- _Tâches à faire_
1) Dans la critique de Gaz Bar Blues, quel acteur jouait François Brochu dans le film ?
2) Recopie la critique de Gaz Bar Blues de « Coup de maître » à « spectacles en un ! ».
3) Écris la suite de la critique de Gaz Bar Blues à partir de l'endroit où elle s'arrête.

- _Extrait de page_
○ ○ ○ ○ ○

Coup de maître au Théâtre Jean-Duceppe : l’adaptation scénique du film québécois Gaz Bar Blues vous plongera dans l’émotion, que vous ayez vu ou non le film de Louis Bélanger, paru il y a 20 ans. Martin Drainville est bouleversant en homme atteint du Parkinson qui se débat pour maintenir en opération son gaz bar, menacé par l’arrivée des libres-services.
Pour une rare fois au théâtre québécois, le père n’est pas présenté comme un être fautif, violent et absent, mais plutôt comme un homme bon et qui a à coeur l’avenir de ses enfants. Le spectacle se distingue à travers la superbe musique de blues instrumental de Mathieu Désy, interprétée sur scène par les huit comédiens qui entourent Drainville et qui sont aussi de talentueux instrumentistes. En fait, le volet musical est si riche qu’on pourrait dire que Gaz Bar Blues, c’est deux spectacles en un !
Le défi de Martin Drainville
L’une des premières questions que se posent ceux qui ont vu le film : Martin Drainville arrive-t-il à s’approprier le personnage central de l’oeuvre ? On se souvient que François Brochu, propriétaire du gaz bar, était incarné au cinéma de façon magistrale par Serge Thériault (alias Môman dans La Petite Vie). La réponse est, oui, le jeu de Martin Drainville est si juste qu’il devient François Brochu !

○ ○ ○ ○ ○

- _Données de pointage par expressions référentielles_
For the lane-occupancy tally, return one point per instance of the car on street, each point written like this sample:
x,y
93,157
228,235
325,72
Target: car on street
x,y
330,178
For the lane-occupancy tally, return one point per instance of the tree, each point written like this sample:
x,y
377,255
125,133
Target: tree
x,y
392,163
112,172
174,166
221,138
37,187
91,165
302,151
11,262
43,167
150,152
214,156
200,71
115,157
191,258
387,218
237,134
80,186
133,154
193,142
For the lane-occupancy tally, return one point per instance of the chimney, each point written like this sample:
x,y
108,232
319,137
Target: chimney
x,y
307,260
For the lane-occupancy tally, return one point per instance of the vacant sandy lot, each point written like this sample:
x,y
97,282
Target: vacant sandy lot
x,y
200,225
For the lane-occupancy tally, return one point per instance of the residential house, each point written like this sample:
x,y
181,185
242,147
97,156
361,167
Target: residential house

○ ○ ○ ○ ○

- _Réponses aux tâches_
1) Serge Thériault.

2)
Coup de maître au Théâtre Jean-Duceppe : l’adaptation scénique du film québécois Gaz Bar Blues vous plongera dans l’émotion, que vous ayez vu ou non le film de Louis Bélanger, paru il y a 20 ans. Martin Drainville est bouleversant en homme atteint du Parkinson qui se débat pour maintenir en opération son gaz bar, menacé par l’arrivée des libres-services.
Pour une rare fois au théâtre québécois, le père n’est pas présenté comme un être fautif, violent et absent, mais plutôt comme un homme bon et qui a à coeur l’avenir de ses enfants. Le spectacle se distingue à travers la superbe musique de blues instrumental de Mathieu Désy, interprétée sur scène par les huit comédiens qui entourent Drainville et qui sont aussi de talentueux instrumentistes. En fait, le volet musical est si riche qu’on pourrait dire que Gaz Bar Blues, c’est deux spectacles en un !

3)
Nous sommes dans un quartier pauvre de Québec, en 1989. Le gaz bar est la cible de hold-up et de clients qui abusent de la bonté de Brochu et ne paient pas leurs factures. Le monde est en période de grands changements avec la chute du mur de Berlin. L’économie planétaire se transforme. L’histoire a beau se dérouler il y a plus de 30 ans, la disparition des commerces de quartier nous interpelle toujours et peut-être même plus que jamais avec l’emprise croissante des Amazon de notre monde d’aujourd’hui.
Le gaz bar est aussi un lieu de rencontres d’hommes du quartier qui aiment se retrouver pour parler de tout et de rien, juste pour le plaisir d’être ensemble. Ils ne sont pas allés à l’école longtemps; ils n’ont pas beaucoup de vocabulaire mais, ils ont bien compris qu’il n’y a pas vraiment de place pour eux dans le nouveau monde qui prend forme.
Des comédiens musiciens
Dans cette remarquable adaptation de David Laurin, codirecteur artistique chez Duceppe, les personnages complètent souvent leurs discours en musique : par un défoulant solo de batterie, une envolée à l’harmonica, etc. C’est ainsi que Réjean Brochu, nous parle depuis Berlin où il est allé assister à la chute du mur et qu’il traduit d’abord son enthousiasme, puis son désenchantement, à la contrebasse, pendant qu’il parle! Chapeau à Frédéric Lemay!
De son côté, Steeve Lee Potvin, plonge corps et âme dans le rôle ingrat de Guy Brochu qui sera même chassé du gaz bar. Le jeune homme originaire de Rimouski s’avère un fougueux harmoniciste! Mention spéciale, également, à Francis La Haye qui donne vie à un désopilant inspecteur maniéré, dont la démarche s’apparente à un croisement entre le «moonwalk» et des courbettes du monde de Louis XIV. Il nous a fait rire à gorge déployée !
Édith Patenaude signe une mise en scène d’une grande efficacité, où tous ces personnages trouvent leur place au milieu de quelques éléments de décor qui suffisent à évoquer l’univers du gaz bar. Ajoutons que la sonorisation est impeccable. La musique blues groove à souhait et on ne perd pas un mot !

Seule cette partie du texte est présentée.